◆ **Sezione del documento**
Audizione di rappresentanti di Confartigianato, Casartigiani e Confederazione nazionale dell'artigianato e della piccole e media impresa (CNA).

PRESIDENTE. L'ordine del giorno reca, nell'ambito dell'indagine conoscitiva sull'assetto delle relazioni industriali e sulle prospettive di riforma della contrattazione collettiva, l'audizione di rappresentanti di Confartigianato, Casartigiani e Confederazione nazionale dell'artigianato e della piccole e media impresa (CNA).
Ringraziamo per la loro disponibilità i rappresentanti di Confartigianato, ovvero il segretario generale, Cesare Fumagalli, il direttore dell'azione sindacale, Riccardo Giovani, il direttore delle relazioni istituzionali, Stefania Multari, e il capo ufficio stampa, Lorenza Manessi, per la Casartigiani, i responsabili sindacali Michele De Sossi e Paolo Melfa, e in rappresentanza della CNA, il direttore divisione economica e sociale, Enrico Amadei, il responsabile ufficio relazioni istituzionali, Sergio Gambini e l'addetto stampa, Giancarlo Festa.
Lascio la parola al dottor Fumagalli, che illustrerà il documento unitario che le rappresentanze hanno preparato per l'indagine.

◆ **Dati grezzi**

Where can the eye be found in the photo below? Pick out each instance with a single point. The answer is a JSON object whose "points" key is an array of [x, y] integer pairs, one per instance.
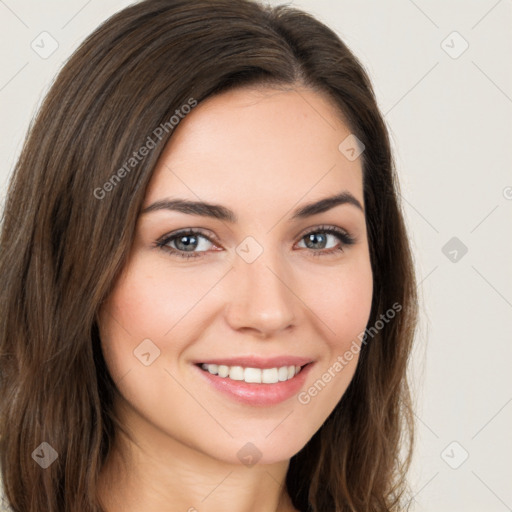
{"points": [[313, 240], [184, 243], [191, 243]]}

◆ **Compito assegnato A**
Elenca tutti i rappresentanti di Confartigianato nominati nel resoconto dell'audizione, indicando per ciascuno il ruolo.
◆ **Compito assegnato B**
Prosegui il resoconto dell'audizione sulle relazioni industriali a partire dal punto in cui si interrompe.

◆ **Risposta A**
Cesare Fumagalli, segretario generale
Riccardo Giovani, direttore dell'azione sindacale
Stefania Multari, direttore delle relazioni istituzionali
Lorenza Manessi, capo ufficio stampa

◆ **Risposta B**
CESARE FUMAGALLI, Rappresentante di Confartigianato. Il modello di relazioni industriali che il settore dell'artigianato ha sviluppato in autonomia a partire dalla fine degli anni '50 del secolo scorso è particolare. Ne sottolineo l'autonomia e la differenza da altri comparti, essendo fondato su un sistema di relazioni partecipativo anziché conflittuale, in cui si è sviluppata per prima la bilateralità, uno dei pilastri delle relazioni sindacali e delle attività che hanno caratterizzato in particolare gli ultimi venti anni. Abbiamo infatti attivi enti bilaterali dei quali ricorre il ventennale proprio quest'anno.
La terza peculiarità è costituita da una marcata territorialità, tanto che oggi siamo l'unico altro settore ad aver aperto un tavolo con CGIL, CISL e UIL sulla riforma del modello contrattuale il 3 luglio di quest'anno.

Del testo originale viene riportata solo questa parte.